§ AIM: Put the data below into a JSON list of strings, one string per line, and skip any blank lines.

[Begin DATA IN THIS EXERCISE]

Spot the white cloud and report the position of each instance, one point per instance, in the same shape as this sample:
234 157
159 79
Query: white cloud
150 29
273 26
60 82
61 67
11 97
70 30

[End DATA IN THIS EXERCISE]

§ FINISHED ANSWER:
[
  "Spot the white cloud and report the position of each instance, one point per instance, in the same shape as this sample:",
  "234 157",
  "159 79",
  "Query: white cloud",
  "150 29",
  "273 26",
  "60 82",
  "61 67",
  "11 97",
  "70 30"
]